**PROBLEMS TO SOLVE**
1) According to the Halloween text, what did Stella bring home that started the yearly effort?
2) Return the Halloween text starting with "Halloween on the" and going on through "dry ice chambers!".
3) Resume the Halloween text after its final sentence.

[EXCERPTED TEXT]

Halloween on the 3300 Block of Beauchamp
Since 2002, we’ve put a vast effort into Halloween. It started one day when Stella came home with an 8-foot, purple, inflatable spider. I could not just plop this guy down in the yard. That lacked context. So, I dyed some sisal rope and built him a home, in the form of a 20 foot tall, illuminated spider web. A nice backdrop against which to give out candy to the kiddos.
Every year we’d tweak the presentation a bit. We added fog machines and lights. More fog machines. More lights. Better fog machines. Still more lights.
We added music! Loud, but not too loud. Enough skeletons to have our own baseball team. Bigger, badder fog machines with built-in dry ice chambers!
And there were pumpkins. Lots of pumpkins, artfully carved by friends and family.
Stella’s amazing pumpkin carving was met by Philips Hue color changing light bulbs and the amazing Hue Halloween app. That’s a fine solution adding dramatic lights sequenced to scary sound effects!
We did not do this alone. We had help in the form of our regular Beauchamp Street Boo Crew, many of whom came in costume. Some sweet. Others quite frightful.
Many families stop to take pictures of their little ones in the scary scene, with our costumed crew.
The idea is to be scary, but not too scary. We know we’re on target if, on that fateful night, one or two kids around 4 years old are simply too scared to enter our gate. Yes, one or two genuine screams from wee kiddos is the measure of it.

[/EXCERPTED TEXT]
[INFORMATION]

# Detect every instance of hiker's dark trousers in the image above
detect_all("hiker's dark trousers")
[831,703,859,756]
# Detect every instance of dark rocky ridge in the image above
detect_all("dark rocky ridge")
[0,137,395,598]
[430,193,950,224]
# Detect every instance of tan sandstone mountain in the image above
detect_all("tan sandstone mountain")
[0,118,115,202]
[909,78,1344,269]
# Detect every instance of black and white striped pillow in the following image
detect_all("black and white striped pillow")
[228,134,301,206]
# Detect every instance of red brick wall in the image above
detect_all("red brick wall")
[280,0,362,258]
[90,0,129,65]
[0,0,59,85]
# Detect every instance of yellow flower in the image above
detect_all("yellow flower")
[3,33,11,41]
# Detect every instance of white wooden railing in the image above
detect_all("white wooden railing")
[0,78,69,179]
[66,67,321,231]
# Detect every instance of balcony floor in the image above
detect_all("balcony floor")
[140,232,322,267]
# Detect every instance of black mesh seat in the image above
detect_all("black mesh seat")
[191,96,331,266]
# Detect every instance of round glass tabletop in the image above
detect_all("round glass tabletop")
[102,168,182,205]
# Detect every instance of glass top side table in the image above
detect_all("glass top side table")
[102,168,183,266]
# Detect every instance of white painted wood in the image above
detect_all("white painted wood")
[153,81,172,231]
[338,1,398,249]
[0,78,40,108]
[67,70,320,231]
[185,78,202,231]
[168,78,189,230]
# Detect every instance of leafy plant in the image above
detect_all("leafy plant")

[/INFORMATION]

**ANSWERS GIVEN**
1) An 8-foot, purple, inflatable spider.

2)
Halloween on the 3300 Block of Beauchamp
Since 2002, we’ve put a vast effort into Halloween. It started one day when Stella came home with an 8-foot, purple, inflatable spider. I could not just plop this guy down in the yard. That lacked context. So, I dyed some sisal rope and built him a home, in the form of a 20 foot tall, illuminated spider web. A nice backdrop against which to give out candy to the kiddos.
Every year we’d tweak the presentation a bit. We added fog machines and lights. More fog machines. More lights. Better fog machines. Still more lights.
We added music! Loud, but not too loud. Enough skeletons to have our own baseball team. Bigger, badder fog machines with built-in dry ice chambers!

3)
Stella has forbid me getting a fire-breathing dragon. A few years back I thought for sure she’s allow it, since she enjoyed Game of Thrones. But alas, I cannot.
The reward for those who are brave is candy, copious amounts of candy. We are not stingy on either quantity or quality. As my friends at Rodeo Houston always say, “…it’s for the kids.”
The result of all this effort, spanning over 15 years, is that we always draw a huge crowd. In the three hours from 6 – 9pm we are visited by 1000+ kids and their families.
That brings me to the reason for this post. We’ve been thinking about this a lot, and we simply cannot see a way to stage our annual Halloween presentation in a Covid-safe manner. So this year, we’re just not going to do it. The goblins are getting a much needed rest. The skeletons, those party animals who stayed up all this year, are finally being put into storage. Target will have to do without our annual investment in primo candy.
Every family has to make their own decisions about how to proceed in the era of Covid-19. We thought that sharing our decision about Halloween, at this early stage, might help others to work through their own thoughts on the matter.
This post first appeared on the website of the Woodland Height Civic Association, which I oversee. There it is supported by a gallery of around 50 images of Halloween from 2002 to 2019. Last year I set about to document some of the things we’ve learned and tech that we’ve used in staging our annual Halloween event. I’m reposting this here in the hope that it will be the start of some of that past effort being completed in the coming weeks.